[Data excerpts]

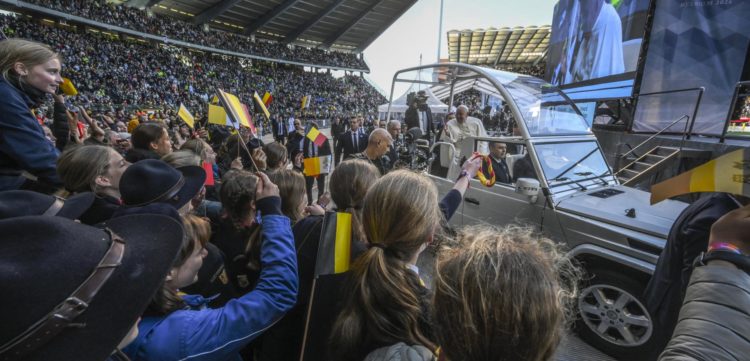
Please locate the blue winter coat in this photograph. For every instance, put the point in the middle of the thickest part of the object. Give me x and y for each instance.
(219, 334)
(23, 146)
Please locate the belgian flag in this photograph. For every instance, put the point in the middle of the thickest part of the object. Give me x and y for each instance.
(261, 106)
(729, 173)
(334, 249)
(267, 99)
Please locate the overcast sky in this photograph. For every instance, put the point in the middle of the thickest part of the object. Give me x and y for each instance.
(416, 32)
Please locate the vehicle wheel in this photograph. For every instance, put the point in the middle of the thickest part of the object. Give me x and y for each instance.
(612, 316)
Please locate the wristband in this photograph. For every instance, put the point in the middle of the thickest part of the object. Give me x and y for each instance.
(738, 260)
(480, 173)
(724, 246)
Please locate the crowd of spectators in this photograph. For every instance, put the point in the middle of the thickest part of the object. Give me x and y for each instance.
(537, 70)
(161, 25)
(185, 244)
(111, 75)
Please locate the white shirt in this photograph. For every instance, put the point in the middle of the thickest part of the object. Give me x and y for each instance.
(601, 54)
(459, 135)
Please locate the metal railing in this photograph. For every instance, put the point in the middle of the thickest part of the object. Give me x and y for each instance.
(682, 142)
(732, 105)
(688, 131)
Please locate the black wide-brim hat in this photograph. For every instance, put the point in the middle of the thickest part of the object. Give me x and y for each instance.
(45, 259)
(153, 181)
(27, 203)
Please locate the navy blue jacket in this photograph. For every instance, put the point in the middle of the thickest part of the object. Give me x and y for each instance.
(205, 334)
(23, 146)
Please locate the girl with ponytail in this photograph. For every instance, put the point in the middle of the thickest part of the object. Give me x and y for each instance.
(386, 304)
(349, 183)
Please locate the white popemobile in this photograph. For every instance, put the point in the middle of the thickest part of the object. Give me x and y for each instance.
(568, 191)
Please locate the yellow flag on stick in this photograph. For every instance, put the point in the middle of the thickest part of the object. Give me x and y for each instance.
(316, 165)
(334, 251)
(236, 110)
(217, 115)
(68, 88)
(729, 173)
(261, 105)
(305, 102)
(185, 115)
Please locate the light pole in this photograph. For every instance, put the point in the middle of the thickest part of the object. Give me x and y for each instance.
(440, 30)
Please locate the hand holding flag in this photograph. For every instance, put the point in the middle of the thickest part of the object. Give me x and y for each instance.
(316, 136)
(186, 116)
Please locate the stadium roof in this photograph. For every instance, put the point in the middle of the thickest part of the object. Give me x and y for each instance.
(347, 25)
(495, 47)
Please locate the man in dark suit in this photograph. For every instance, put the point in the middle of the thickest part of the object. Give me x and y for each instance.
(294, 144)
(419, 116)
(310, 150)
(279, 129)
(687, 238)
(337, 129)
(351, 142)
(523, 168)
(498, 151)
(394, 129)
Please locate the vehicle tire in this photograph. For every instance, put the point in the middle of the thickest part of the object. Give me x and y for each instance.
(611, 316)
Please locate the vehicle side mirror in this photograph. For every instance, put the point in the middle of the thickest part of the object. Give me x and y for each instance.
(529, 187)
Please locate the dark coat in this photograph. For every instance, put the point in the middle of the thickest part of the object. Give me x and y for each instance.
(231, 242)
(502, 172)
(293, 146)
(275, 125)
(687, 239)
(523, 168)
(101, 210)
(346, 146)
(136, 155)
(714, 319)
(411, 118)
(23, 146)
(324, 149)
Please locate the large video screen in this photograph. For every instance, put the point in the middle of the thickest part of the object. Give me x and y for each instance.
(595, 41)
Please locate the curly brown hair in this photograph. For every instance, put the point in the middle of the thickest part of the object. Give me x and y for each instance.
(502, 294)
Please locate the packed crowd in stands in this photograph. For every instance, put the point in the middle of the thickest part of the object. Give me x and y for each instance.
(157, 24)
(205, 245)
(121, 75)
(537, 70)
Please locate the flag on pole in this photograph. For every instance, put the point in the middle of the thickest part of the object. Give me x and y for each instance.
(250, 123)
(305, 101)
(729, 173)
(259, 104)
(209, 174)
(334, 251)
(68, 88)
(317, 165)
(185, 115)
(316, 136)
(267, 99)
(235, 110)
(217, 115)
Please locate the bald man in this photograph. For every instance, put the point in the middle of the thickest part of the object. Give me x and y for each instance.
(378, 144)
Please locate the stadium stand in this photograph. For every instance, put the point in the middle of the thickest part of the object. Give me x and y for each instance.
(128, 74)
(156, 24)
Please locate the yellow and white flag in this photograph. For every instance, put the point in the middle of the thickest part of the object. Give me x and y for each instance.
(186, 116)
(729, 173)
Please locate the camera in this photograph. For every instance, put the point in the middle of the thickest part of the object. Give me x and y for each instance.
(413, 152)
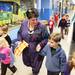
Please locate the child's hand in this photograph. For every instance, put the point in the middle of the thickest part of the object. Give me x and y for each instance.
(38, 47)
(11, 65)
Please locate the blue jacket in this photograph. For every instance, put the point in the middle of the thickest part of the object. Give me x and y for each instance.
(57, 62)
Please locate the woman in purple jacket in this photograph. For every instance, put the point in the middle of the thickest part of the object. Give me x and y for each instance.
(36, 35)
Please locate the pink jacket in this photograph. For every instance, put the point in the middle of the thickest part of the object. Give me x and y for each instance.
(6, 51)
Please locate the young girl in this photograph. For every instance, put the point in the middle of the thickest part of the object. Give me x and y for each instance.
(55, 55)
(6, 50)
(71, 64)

■ What to work on
All entries above should be printed exactly, though without their pictures.

■ Response area
Please locate the blue winter coat in this photograph. For every instance, put the point in the middle of the thickest part of the object. Give me x and y for each instance.
(219, 334)
(23, 146)
Please locate the belgian flag in this photograph. For every instance, put the point in the middle of the thickest part of the object. Give me x and y for each instance.
(261, 106)
(729, 173)
(334, 249)
(267, 99)
Please locate the overcast sky in this photograph. For every instance, put the point in the middle of the thickest part of the object. Give me x and y for each instance.
(416, 32)
Please locate the vehicle wheel in this photograph. For every instance, put the point in the middle of the thickest part of the object. Give me x and y for each instance.
(612, 316)
Please locate the wristband in this photograph. For every instance, put the point in the middle of the thickest part of the object. Give me x and y for each instance.
(738, 260)
(480, 173)
(724, 246)
Please locate the crowd of spectators in this photograph. For every instance, put the point in the middle of the thickest part of the object. Give me x and y for each instance.
(537, 70)
(161, 25)
(185, 244)
(111, 75)
Please locate the white shirt in this photograph. For every instance, put the point in the middle of the thickest part of the object. Give me x and y for each instance.
(601, 54)
(459, 135)
Please locate the metal railing in this photograph. For every instance, put the point in the middle of the thickest part of the object. Give me x and y for each instance.
(682, 142)
(732, 105)
(688, 131)
Please locate the black wide-brim hat in this photograph. For every instance, put the point in the middle of the thickest part of the object. Give me x and y for each instance.
(45, 259)
(153, 181)
(27, 203)
Please locate the navy blue jacket in this photograph. For every instance, put the point in the middle of the thickest part of the object. Give me x and y for each instance.
(205, 334)
(23, 146)
Please locate the girl with ponytail in this photograph. For every instance, put the point in the middle of the thickest part of the object. Give me x and y for each instance.
(386, 304)
(349, 183)
Please locate the white popemobile in this photograph. For every instance, put the point in the middle of the thickest part of the object. Give me x and y for each instance.
(568, 191)
Please locate the yellow flag on stick in this photograph. For every instance, put the point in the middle of the thickest part of the object. Give me x and y for each instance.
(316, 165)
(334, 251)
(236, 110)
(217, 115)
(68, 88)
(729, 173)
(261, 105)
(305, 102)
(185, 115)
Please locate the light pole in this photograph. For every instance, put the point in the middle of the thickest part of the object. Give me x and y for each instance.
(440, 30)
Please locate the hand holding flag in this photograph. For every instance, put the point in the middle of the thickest part of the object. Give me x and y for each instance.
(316, 136)
(186, 116)
Please locate the stadium roof in this photograph. For every instance, put the point in the middle of the thickest part of the object. Give me x and y for each instance.
(347, 25)
(495, 47)
Please locate the man in dark suit in this photograph. For every instance, put the point in the middle of the thickest part of the object. Give me x and y for each instance.
(294, 144)
(419, 116)
(310, 150)
(279, 129)
(687, 238)
(337, 129)
(351, 142)
(523, 168)
(498, 151)
(394, 129)
Please locate the vehicle tire in this photograph. For every instance, put the point in the middle of the thickest part of the object. Give me x and y for each instance.
(611, 316)
Please locate the vehicle side mirror in this photograph. For every instance, put the point in the middle of the thickest part of the object. Give me x and y for each instance.
(529, 187)
Please locate the dark coat in this photograph. For every instance, put the point in the middle of the thickest part of the object. Give me x and y for each instance.
(231, 242)
(502, 172)
(293, 146)
(275, 125)
(687, 239)
(523, 168)
(101, 210)
(346, 146)
(136, 155)
(714, 319)
(411, 118)
(23, 146)
(324, 149)
Please locate the large video screen in this photograph. For every instance, put the point in the middle of the thickest part of the object. Give me x and y for each instance.
(595, 41)
Please locate the curly brown hair in this photograph. For every instance, put the point in the middle of the thickest part of the object. Give me x and y for each instance.
(502, 294)
Please locate the packed crowd in stands in this photograph. For every instance, put the point in the middle of the thickest part of the object. Give me x and y for each instance.
(157, 24)
(205, 245)
(121, 75)
(537, 70)
Please locate the flag on pole in this photograph. For every instance, put the point in the middle of the thickest part of the object. Give me x and y for each instance.
(250, 123)
(305, 101)
(729, 173)
(259, 104)
(209, 174)
(334, 251)
(68, 88)
(317, 165)
(185, 115)
(316, 136)
(267, 99)
(235, 110)
(217, 115)
Please locate the bald man in this photograph. For every instance, put the point in the middle of the thickest part of the object. Give me x and y for each instance.
(378, 144)
Please locate the stadium stand in this photograph. For every instance, put the point in the middle of the thickest part of the object. Give me x and y for each instance.
(128, 74)
(156, 24)
Please locate the yellow and white flag in this photograph. For every instance, put the point in the middle of the thickest part of the object. Give me x and y for each instance.
(186, 116)
(729, 173)
Please locate the camera in this photograph. For every instance, put the point in the middle of the thickest part of the object. Give me x and y for each instance.
(413, 152)
Please locate the child's hand in this photograph. For every instance, put the point in the middle of the thickest part of the object. Give me x and y for each instance.
(38, 47)
(11, 65)
Please locate the blue jacket in this photograph. For every instance, put the point in the middle of the thickest part of the object. Give me x and y for each instance.
(57, 62)
Please locate the woman in purple jacket in this photograph. For every instance, put the point in the middle of the thickest part of the object. Give me x and y for each instance.
(36, 35)
Please locate the pink jacket in this photograph. For every instance, put the point in the middle of the thickest part of the object. Give me x and y for each instance.
(6, 51)
Please locate the young girl in this photograph. For every instance, put the point in the middle of the thickest part of the object. Give me x and y for each instance.
(55, 55)
(6, 50)
(71, 64)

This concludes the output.